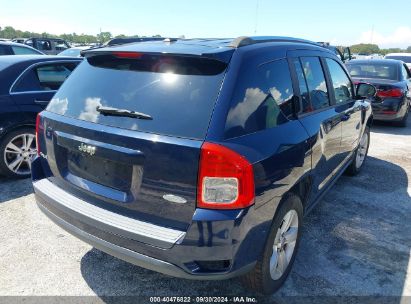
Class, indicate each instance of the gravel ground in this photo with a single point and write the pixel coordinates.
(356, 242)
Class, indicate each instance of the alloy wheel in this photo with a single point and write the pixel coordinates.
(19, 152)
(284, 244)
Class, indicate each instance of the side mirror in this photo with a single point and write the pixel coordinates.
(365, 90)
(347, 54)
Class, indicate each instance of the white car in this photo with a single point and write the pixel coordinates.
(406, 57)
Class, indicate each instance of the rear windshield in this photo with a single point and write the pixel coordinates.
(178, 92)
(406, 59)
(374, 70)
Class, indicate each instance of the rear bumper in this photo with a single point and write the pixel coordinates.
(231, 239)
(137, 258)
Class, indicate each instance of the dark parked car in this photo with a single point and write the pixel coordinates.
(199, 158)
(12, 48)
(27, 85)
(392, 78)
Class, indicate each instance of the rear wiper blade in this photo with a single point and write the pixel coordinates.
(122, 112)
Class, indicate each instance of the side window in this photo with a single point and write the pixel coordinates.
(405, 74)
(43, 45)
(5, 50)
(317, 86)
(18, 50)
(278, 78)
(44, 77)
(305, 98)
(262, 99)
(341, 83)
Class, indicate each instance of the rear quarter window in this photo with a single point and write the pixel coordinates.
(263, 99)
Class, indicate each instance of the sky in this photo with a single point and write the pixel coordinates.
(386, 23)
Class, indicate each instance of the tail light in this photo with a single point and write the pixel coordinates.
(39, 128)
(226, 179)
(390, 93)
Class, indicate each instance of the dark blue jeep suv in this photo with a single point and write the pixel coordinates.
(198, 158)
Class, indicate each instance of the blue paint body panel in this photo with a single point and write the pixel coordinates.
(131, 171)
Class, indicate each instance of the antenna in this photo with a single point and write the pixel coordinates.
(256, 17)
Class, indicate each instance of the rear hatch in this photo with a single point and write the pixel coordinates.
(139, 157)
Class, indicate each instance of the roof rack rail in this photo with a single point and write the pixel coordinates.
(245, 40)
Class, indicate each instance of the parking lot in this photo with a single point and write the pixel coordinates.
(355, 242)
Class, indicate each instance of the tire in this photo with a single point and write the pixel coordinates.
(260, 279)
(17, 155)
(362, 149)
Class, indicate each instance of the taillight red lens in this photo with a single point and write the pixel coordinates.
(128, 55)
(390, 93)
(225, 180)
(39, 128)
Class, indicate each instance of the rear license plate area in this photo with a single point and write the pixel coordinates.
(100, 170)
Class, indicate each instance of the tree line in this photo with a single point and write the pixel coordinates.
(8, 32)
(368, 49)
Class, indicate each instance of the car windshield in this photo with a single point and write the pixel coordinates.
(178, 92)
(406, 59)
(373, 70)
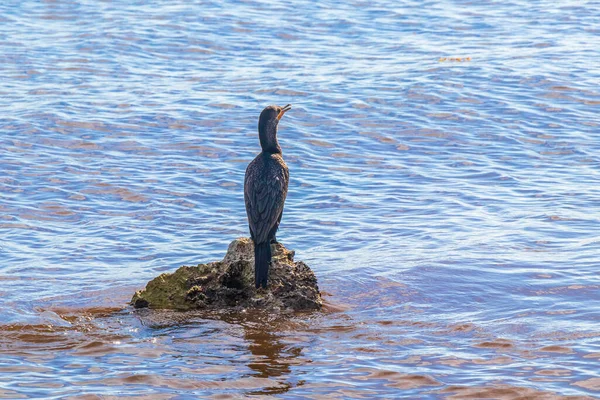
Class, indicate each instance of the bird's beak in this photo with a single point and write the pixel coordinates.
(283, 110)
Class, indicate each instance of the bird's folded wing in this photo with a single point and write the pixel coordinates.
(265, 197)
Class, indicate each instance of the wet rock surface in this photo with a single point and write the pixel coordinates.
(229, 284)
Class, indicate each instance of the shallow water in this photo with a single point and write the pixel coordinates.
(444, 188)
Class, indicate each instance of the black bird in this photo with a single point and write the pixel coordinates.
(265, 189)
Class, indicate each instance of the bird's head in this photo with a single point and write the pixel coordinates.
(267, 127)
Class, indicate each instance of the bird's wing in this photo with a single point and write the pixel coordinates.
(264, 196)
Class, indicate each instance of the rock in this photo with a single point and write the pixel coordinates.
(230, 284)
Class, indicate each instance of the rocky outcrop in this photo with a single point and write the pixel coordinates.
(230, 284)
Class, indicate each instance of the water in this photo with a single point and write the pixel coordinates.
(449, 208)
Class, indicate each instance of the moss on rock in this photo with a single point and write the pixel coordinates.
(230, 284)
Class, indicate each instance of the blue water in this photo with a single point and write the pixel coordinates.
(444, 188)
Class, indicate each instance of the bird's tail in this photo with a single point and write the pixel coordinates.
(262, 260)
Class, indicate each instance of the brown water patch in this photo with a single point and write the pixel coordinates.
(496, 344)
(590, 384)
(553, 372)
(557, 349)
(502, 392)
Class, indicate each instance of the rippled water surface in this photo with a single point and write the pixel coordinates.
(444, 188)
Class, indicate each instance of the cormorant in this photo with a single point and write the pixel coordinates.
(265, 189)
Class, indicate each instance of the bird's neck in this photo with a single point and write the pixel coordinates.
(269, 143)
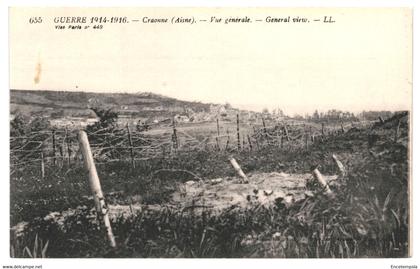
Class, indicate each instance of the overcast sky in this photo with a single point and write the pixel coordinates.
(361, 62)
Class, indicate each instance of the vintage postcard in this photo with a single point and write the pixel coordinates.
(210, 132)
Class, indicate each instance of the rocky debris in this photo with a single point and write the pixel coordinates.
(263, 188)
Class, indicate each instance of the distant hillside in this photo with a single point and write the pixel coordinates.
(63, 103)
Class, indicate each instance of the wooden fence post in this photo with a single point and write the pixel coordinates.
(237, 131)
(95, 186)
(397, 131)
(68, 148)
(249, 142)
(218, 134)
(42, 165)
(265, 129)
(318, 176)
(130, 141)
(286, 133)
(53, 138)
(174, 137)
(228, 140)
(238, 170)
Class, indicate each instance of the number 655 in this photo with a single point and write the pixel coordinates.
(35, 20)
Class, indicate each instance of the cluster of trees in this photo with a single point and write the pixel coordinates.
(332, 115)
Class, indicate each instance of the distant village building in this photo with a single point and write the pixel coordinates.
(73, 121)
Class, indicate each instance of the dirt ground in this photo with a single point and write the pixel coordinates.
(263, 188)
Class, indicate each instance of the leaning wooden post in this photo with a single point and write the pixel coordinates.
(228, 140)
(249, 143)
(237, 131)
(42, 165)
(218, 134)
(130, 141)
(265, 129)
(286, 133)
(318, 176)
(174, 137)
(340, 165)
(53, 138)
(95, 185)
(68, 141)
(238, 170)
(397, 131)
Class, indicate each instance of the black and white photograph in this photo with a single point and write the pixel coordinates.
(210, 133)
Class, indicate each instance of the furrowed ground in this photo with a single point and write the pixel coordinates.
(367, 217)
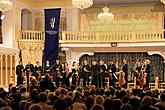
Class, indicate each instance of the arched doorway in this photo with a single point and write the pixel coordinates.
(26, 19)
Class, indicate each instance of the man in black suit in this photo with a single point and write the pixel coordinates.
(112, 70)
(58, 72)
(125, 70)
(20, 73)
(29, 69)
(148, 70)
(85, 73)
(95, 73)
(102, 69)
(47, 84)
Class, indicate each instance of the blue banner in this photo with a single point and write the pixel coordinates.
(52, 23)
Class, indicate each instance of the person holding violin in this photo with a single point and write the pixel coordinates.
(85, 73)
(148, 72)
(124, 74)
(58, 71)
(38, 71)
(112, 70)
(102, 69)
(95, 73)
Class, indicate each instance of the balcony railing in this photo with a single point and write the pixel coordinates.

---*---

■ Directions ■
Go through the entries above and output them exactly, without pictures.

■ Response ■
Class, indicate each instance of the gravel ground in this photo with a single point and write the pixel coordinates.
(356, 242)
Class, indicate each instance of the alloy wheel in this photo with a single point and write the pixel coordinates.
(19, 152)
(284, 244)
Class, indicate each instance of the side mirror in this photo with a single point and write the pixel coordinates.
(365, 90)
(347, 54)
Class, indicate each instance of the white car in this photo with a single point and write the pixel coordinates.
(406, 57)
Class, indicate each instance of the rear windshield in this photo with a single point and write the pixel coordinates.
(178, 92)
(406, 59)
(374, 70)
Class, indicate each instance of the rear bumper in this photo with a single point and write the pixel coordinates.
(231, 239)
(137, 258)
Class, indicate each instance of the dark parked car in this photo with a single point and write the pixel coordinates.
(199, 158)
(12, 48)
(27, 85)
(392, 78)
Class, indicate each instance of the rear wiper blade in this photo with a single point and write the pixel coordinates.
(122, 112)
Class, indicate each instance of the side window in this photo with a single point and write the pixel coordinates.
(405, 74)
(43, 45)
(5, 50)
(317, 86)
(18, 50)
(278, 78)
(44, 77)
(305, 98)
(262, 99)
(341, 83)
Class, indicate each instance of the rear quarter window in this photo with a single point and write the pixel coordinates.
(263, 99)
Class, indicate each instance of the sky in this photo with a single point and write the pixel coordinates.
(386, 23)
Class, indicate each instance of the tail light in this photo with a single point and write the pixel coordinates.
(39, 128)
(226, 179)
(390, 93)
Class, indicate each instance of the dark blue jeep suv in this photo with a single point and write the pixel coordinates.
(198, 158)
Class, indicate each instance of the blue paint body panel in this photo with a single point and write the pixel coordinates.
(131, 171)
Class, indicate each instance of the antenna in this photo with a single point and write the pixel coordinates.
(256, 17)
Class, indicate each instance of the rear hatch in this photo with a single point and write the pixel coordinates.
(139, 157)
Class, indicate each instance of the roof rack rail in this photo with a single point and write the pixel coordinates.
(245, 40)
Class, indicate each instance of the parking lot in this photo with a single point and write the pixel coordinates.
(355, 242)
Class, indicate each instance of the tire in this photo with a single point and write the pixel coordinates.
(260, 279)
(17, 155)
(362, 149)
Class, indicate each instance of the taillight red lens in this photo with a single point and write the pixel coordinates.
(128, 55)
(390, 93)
(225, 180)
(39, 128)
Class, indicate each instance of the rear license plate area in this photo with a single point and write the pixel coordinates.
(100, 170)
Class, indicate each instance of the tree line in this photo with a single point and write the pixel coordinates.
(8, 32)
(368, 49)
Class, indicate each instance of the car windshield in this photo with a single point and write the pixel coordinates.
(178, 92)
(406, 59)
(373, 70)
Class, indicate each instance of the bird's beak in this photo with a single point and write the pixel coordinates.
(283, 110)
Class, indicate each instance of the bird's folded wing in this photo with a single point and write the pixel coordinates.
(265, 197)
Class, indicate each instance of the wet rock surface in this photo with a single point and write the pixel coordinates.
(229, 284)
Class, indicate each instance of the shallow water in this photo with a single point and write the pixel coordinates.
(444, 188)
Class, indicate each instance of the black bird in this photo with a single point and write the pixel coordinates.
(265, 189)
Class, indicate each instance of the bird's head in this photo with a single point and write the pixel coordinates.
(267, 127)
Class, indicate each instance of the bird's wing in this photo with a single point and write the pixel coordinates.
(264, 196)
Class, indicate each instance of the rock in this photo with a single point and write the pixel coordinates.
(230, 284)
Class, indicate each instance of the rocky outcrop in this photo with a single point and write the pixel coordinates.
(230, 284)
Class, indicate each instance of the water in this photo with a single point and write the pixel coordinates.
(449, 208)
Class, indicate each instance of the moss on rock in this photo with a single point and write the pixel coordinates.
(230, 284)
Class, indicate each instance of the blue water in this photo with a single point and write the pixel coordinates.
(444, 188)
Class, indicate each instance of the bird's tail in this photo with a single point and write the pixel coordinates.
(262, 260)
Class, indicate each instance of the brown water patch in this photo with a single point and write the pixel coordinates.
(496, 344)
(590, 384)
(553, 372)
(557, 349)
(502, 392)
Class, indicate each instance of the rippled water surface in this photo with a single point and write the pixel coordinates.
(444, 188)
Class, indicate each instance of the cormorant in this photo with a single point and write the pixel coordinates.
(265, 189)
Class, indicate each instance of the bird's neck in this photo with a single point and write the pixel coordinates.
(269, 143)
Class, indicate each instance of the overcast sky in this photo with a single point and write the pixel coordinates.
(361, 62)
Class, indicate each instance of the vintage postcard in this photo with a single point and write the pixel coordinates.
(210, 132)
Class, indicate each instance of the rocky debris in this photo with a single point and write the pixel coordinates.
(263, 188)
Class, indicate each instance of the distant hillside in this photo with a single point and write the pixel coordinates.
(63, 103)
Class, indicate each instance of the wooden fence post in this photo with a single point and write the pixel coordinates.
(237, 131)
(95, 186)
(397, 131)
(68, 148)
(249, 142)
(218, 134)
(42, 165)
(265, 129)
(318, 176)
(130, 141)
(286, 133)
(53, 138)
(174, 137)
(228, 140)
(238, 170)
Class, indicate each instance of the number 655 in this photo with a single point and write the pixel coordinates.
(35, 20)
Class, indicate each instance of the cluster of trees in this photo with a single point and write the pixel coordinates.
(332, 115)
Class, indicate each instance of the distant village building in this photo with a single point and write the pixel coordinates.
(73, 121)
Class, indicate each instance of the dirt ground in this photo with a single point and write the pixel coordinates.
(263, 188)
Class, indicate each instance of the leaning wooden post in this photo with a single point and write the pixel coordinates.
(228, 140)
(249, 143)
(237, 131)
(42, 165)
(218, 134)
(130, 141)
(265, 129)
(286, 133)
(318, 176)
(174, 137)
(340, 165)
(53, 138)
(95, 185)
(68, 141)
(238, 170)
(397, 131)
Class, indicate each instance of the black and white photograph in this photo with a single point and write the pixel coordinates.
(210, 133)
Class, indicate each instance of the furrowed ground in this photo with a single point and write the pixel coordinates.
(367, 217)
Class, indicate each instance of the arched doorway in this photo with a single point and write the pixel coordinates.
(26, 19)
Class, indicate each instance of the man in black suit in this photo with a single point and write the pixel coordinates.
(112, 70)
(58, 72)
(125, 70)
(20, 73)
(29, 69)
(148, 70)
(85, 73)
(95, 73)
(102, 69)
(47, 84)
Class, indicate each instance of the blue banner in this photo with a single point and write the pixel coordinates.
(52, 23)
Class, indicate each instance of the person holding violin in this photo with a single point and write the pixel coordinates.
(85, 73)
(148, 72)
(124, 74)
(58, 71)
(38, 71)
(112, 70)
(102, 69)
(95, 73)
Class, indicate each instance of the balcony railing in this photo with a single point and write the pixel coordinates.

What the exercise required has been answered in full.